[Records contained in a dataset]

———

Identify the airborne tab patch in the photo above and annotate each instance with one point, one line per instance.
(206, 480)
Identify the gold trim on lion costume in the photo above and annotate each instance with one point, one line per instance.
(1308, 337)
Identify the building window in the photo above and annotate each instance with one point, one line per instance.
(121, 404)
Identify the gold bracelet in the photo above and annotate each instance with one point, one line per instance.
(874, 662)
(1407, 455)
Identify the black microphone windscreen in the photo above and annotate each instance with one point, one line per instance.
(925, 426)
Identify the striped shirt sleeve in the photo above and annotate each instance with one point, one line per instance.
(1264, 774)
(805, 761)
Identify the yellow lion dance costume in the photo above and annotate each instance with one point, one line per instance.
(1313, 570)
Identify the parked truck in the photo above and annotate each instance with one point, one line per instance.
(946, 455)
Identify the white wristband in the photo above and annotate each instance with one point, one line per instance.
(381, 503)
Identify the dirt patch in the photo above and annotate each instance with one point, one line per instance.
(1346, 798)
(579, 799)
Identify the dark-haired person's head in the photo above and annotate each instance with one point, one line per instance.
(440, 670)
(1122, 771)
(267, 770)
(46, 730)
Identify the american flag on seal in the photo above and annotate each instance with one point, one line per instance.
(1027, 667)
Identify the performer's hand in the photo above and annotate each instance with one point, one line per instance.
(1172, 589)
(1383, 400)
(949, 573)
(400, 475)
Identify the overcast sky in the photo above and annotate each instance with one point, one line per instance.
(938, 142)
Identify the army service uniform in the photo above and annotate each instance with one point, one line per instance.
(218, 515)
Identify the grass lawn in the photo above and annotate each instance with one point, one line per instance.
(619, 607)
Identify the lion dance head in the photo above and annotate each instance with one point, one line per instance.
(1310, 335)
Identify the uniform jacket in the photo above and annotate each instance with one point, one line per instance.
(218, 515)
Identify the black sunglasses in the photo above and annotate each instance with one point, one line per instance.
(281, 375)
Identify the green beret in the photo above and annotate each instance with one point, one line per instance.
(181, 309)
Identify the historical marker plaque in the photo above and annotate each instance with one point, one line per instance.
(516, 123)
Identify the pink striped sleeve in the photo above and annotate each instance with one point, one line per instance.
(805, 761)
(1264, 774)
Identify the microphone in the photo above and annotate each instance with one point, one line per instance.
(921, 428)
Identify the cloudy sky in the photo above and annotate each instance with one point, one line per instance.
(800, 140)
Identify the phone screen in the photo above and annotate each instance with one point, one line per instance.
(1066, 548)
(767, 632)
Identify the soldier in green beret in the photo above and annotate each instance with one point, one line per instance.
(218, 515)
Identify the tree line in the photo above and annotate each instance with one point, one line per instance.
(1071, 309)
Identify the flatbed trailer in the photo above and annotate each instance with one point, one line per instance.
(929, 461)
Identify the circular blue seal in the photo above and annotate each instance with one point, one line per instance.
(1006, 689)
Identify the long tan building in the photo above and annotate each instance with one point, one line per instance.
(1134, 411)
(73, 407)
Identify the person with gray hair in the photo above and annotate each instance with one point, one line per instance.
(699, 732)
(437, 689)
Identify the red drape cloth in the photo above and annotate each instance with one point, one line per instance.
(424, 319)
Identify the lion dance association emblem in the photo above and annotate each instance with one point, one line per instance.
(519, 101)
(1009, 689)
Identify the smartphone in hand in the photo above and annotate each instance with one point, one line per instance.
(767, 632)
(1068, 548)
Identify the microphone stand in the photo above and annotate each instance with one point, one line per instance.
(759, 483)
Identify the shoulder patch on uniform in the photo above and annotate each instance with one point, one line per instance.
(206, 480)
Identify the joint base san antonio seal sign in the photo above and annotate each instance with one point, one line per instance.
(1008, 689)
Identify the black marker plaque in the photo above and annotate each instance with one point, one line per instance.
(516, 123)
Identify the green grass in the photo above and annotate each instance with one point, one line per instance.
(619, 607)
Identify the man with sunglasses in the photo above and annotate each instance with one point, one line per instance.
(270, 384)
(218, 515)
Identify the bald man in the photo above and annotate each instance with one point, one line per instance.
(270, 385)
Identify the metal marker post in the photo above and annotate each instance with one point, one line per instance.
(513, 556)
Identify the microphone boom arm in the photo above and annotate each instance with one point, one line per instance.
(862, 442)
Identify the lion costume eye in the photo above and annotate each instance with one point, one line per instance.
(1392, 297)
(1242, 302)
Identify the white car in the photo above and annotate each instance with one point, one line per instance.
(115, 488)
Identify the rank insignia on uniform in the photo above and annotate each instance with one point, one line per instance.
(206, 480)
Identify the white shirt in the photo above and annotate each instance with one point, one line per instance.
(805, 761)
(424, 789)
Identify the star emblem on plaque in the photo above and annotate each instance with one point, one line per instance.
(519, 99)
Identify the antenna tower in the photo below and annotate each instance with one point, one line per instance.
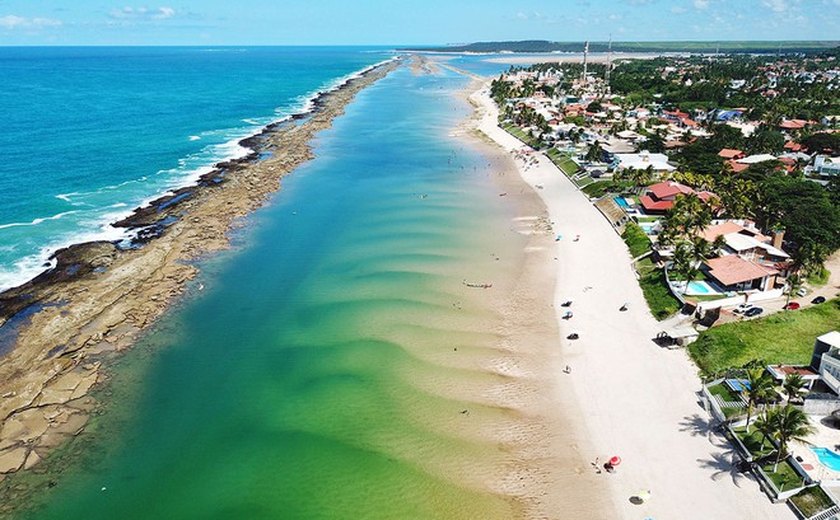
(585, 57)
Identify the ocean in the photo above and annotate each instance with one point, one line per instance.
(333, 364)
(90, 133)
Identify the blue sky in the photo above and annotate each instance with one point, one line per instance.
(387, 22)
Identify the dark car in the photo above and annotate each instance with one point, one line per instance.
(755, 311)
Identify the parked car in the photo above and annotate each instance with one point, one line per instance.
(743, 308)
(755, 311)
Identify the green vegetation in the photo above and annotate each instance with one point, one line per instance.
(655, 288)
(756, 442)
(563, 161)
(811, 501)
(786, 337)
(727, 395)
(522, 136)
(785, 476)
(818, 277)
(636, 239)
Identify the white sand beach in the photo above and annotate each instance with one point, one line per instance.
(595, 57)
(639, 400)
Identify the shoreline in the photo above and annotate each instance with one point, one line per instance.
(638, 400)
(99, 298)
(551, 472)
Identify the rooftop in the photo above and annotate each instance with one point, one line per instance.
(732, 269)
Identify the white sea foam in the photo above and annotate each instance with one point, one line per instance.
(101, 228)
(37, 221)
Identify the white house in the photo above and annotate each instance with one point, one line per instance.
(643, 160)
(827, 356)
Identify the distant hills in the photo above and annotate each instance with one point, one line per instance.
(531, 46)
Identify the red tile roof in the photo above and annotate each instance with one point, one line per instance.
(732, 269)
(730, 153)
(665, 189)
(655, 205)
(736, 166)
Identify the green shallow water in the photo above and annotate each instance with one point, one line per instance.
(310, 378)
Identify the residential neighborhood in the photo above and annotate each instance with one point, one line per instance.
(727, 193)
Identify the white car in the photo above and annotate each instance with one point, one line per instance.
(744, 307)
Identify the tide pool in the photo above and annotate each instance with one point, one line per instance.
(333, 364)
(90, 133)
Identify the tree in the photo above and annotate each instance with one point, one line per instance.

———

▸ WHAT THE TASK REQUIRES:
Output every entry above exactly as written, but omit the pictures.

▸ WRITTEN RESPONSE:
Identify the airborne tab patch in the photo above and annotate each instance with one point, one line per instance.
(206, 480)
Identify the gold trim on lion costume in the photo above and annotate each instance with one point, one line per instance.
(1308, 337)
Identify the building window in the photo above and annotate each instance with one point, one line per instance.
(121, 404)
Identify the gold bracelet in the photo above and annotate each instance with one point, one line per instance.
(874, 662)
(1407, 455)
Identify the black microphone windscreen in the photo above and annotate each instance with one point, one line per instance.
(925, 426)
Identify the striped shirt sleeve in the photo above and annotate each instance with one point, one line per instance.
(1264, 774)
(805, 761)
Identify the yellow lion dance costume in the photo above and annotate each instance with one point, one line per instance.
(1313, 570)
Identify the parked truck in the photo above and annotate each instance with one point, one line per instance.
(946, 455)
Identify the white wristband in the photo above and annotate each instance with one point, one line per instance.
(381, 503)
Identify the dirt patch in the photo above and annotate each instance with one point, one line per instance.
(1346, 798)
(579, 799)
Identify the dark-haired person's head in the photo above and annotate each instance with one point, one line per instance.
(440, 670)
(1122, 771)
(267, 770)
(46, 730)
Identify the american flag on seal in the photo above and annotate each instance with one point, one line per instance.
(1027, 667)
Identify the performer's hand in the photo above and annotate each instance with one point, one line per instance.
(1172, 589)
(1383, 400)
(949, 573)
(400, 475)
Identify the overcast sky in the photo above and annotate each instance with one point, one line per instance.
(938, 142)
Identify the army service uniform in the photo above and annotate each instance with one point, one line per instance.
(218, 515)
Identify the grass lawn in the photo above and annotate each instance with one point, one line per instance.
(619, 607)
Identify the lion dance head in the photo above and annotate each instance with one point, one line per instance.
(1310, 335)
Identify the uniform jacket in the photo above and annotate each instance with one point, one line per instance.
(218, 515)
Identify the black sunglasses in the photo above and annotate each instance with one point, one line per instance.
(281, 375)
Identify the green beret in the photo above and annotate each instance with one point, one line per instance.
(181, 309)
Identify the historical marker plaque in the photo above and annotate each instance with one point, one line per instance.
(516, 123)
Identify the pink striped sleeve in the photo above and annotate each instance with one point, one line per instance.
(805, 761)
(1264, 774)
Identify the microphone in the photo above and annotate each instance with one point, one line per instance.
(921, 428)
Identify the cloudy sky in the photo above and annotate each instance with one point, one line per instance.
(800, 140)
Identify the phone screen in the photo above and annotate each instance with one point, one line per instance.
(1066, 548)
(767, 632)
Identify the soldier in green beret in the photo above and annotate each instance with one point, one line per instance.
(218, 515)
Identify the tree line in the photo above and annotate each instance with one point, one line per instance.
(1071, 309)
Identify the flatbed trailer in the photo above and annotate each instance with one point, one line per instance.
(929, 461)
Identify the circular blue seal in the photo above and annotate each instance with one point, one line per instance.
(1006, 689)
Identify the long tan building in the photo above and annotate each instance with one point, one line per instance.
(1134, 411)
(73, 407)
Identify the person with gray hair in the photo above and annotate each instance with one point, one line per instance.
(699, 732)
(437, 689)
Identify the red drape cloth in the photo above and annotate each instance with one point, one line per instance.
(424, 319)
Identify the lion dance association emblem in the photo above and annotate each instance with one point, one line per instance.
(519, 101)
(1009, 689)
Identify the smartphone in hand in the photo above and annotate each instance with one point, one line per instance.
(767, 632)
(1068, 548)
Identify the microphone stand in the photo above and annotate each instance with one point, one line per instance.
(759, 483)
Identify the shoulder patch on uniform in the photo above and annotate each instance with one point, one line per instance.
(206, 480)
Identify the joint base san antonio seal sign in the photo above and annotate each instance with one point, one line per instance.
(1008, 689)
Identify the black marker plaque in the photo above and annotate each instance with one point, one line per instance.
(516, 123)
Identify the green grass in the photo above and annotate each instance with one point, one line per instance.
(619, 607)
Identify the man with sunglasses in the photo above and annotate each instance with one point, one line per instance.
(270, 384)
(218, 515)
Identify the bald man in the photo above and annotate each instance with one point, one line per instance.
(270, 385)
Identify the metal marker post in the photo above and annotate each instance with one point, one line per instance.
(513, 556)
Identify the microphone boom arm in the photo above and annotate each instance with one point, one line per instance.
(862, 442)
Identify the lion costume eye in the photo above and annotate each instance with one point, one line per instance.
(1392, 297)
(1242, 302)
Identify the white car in the photo above and annotate each instance with one point, one line per instance.
(115, 488)
Identify the rank insignia on uniform in the photo above and annotate each instance with one point, one line per instance.
(206, 480)
Identify the white shirt in the photo above and annotate each instance with one point, one line per instance.
(805, 761)
(424, 789)
Identify the star emblem on plaque in the photo above and annotate each instance with one point, one line per instance.
(519, 99)
Identify the antenna tower in the photo below and annotate each instance with one point, one line per instance.
(585, 57)
Identify the ocean in the photo above and annotate each instance with one point, one line per instance.
(333, 364)
(90, 133)
Identify the blue sky in the photo above and annotate each instance with one point, one line per instance.
(387, 22)
Identify the dark car in the photo above and annotate each instance with one point, one line per instance.
(755, 311)
Identify the parked car in the photo above and annotate each instance with one point, one line per instance.
(743, 308)
(755, 311)
Identify the green vegetation in the photo above and annotate each instance with one point, one line per instance.
(655, 288)
(756, 442)
(563, 161)
(811, 501)
(786, 337)
(727, 395)
(522, 136)
(785, 476)
(818, 277)
(636, 239)
Identify the white sand beach in the photo above and annotate each instance with one point, one line per instance.
(595, 57)
(639, 400)
Identify the shoreline in the photo above and annotate each instance with one point, one line per instance.
(638, 400)
(99, 298)
(551, 472)
Identify the rooftop in the photo above and annotate each instance with one point, one line per instance.
(732, 269)
Identify the white sea foam in the photo above and annotate each instance with one point, one line per instance.
(101, 228)
(37, 221)
Identify the white house in the photo above and annotate each instance with one point, one line per instance.
(643, 160)
(827, 356)
Identify the distant hills in the photo above and annotate each instance with one point, one line per instance.
(531, 46)
Identify the red tile roof in the photo above and annotate each instance with one point, one line per instance.
(732, 269)
(730, 153)
(665, 189)
(655, 205)
(736, 166)
Identify the green shallow water in the photo above and annotate each instance with one point, one line per instance.
(310, 378)
Identify the residential neighborhood in the photo above and annotate each instance with one point, one line per instance.
(727, 193)
Identify the white car in the photo above and annotate each instance with one point, one line per instance.
(744, 307)
Identify the tide pool in the photo above and annotate each instance with one point, one line per instance.
(333, 364)
(90, 133)
Identify the tree in the photo above and annotate each instance with one point, one line per instance.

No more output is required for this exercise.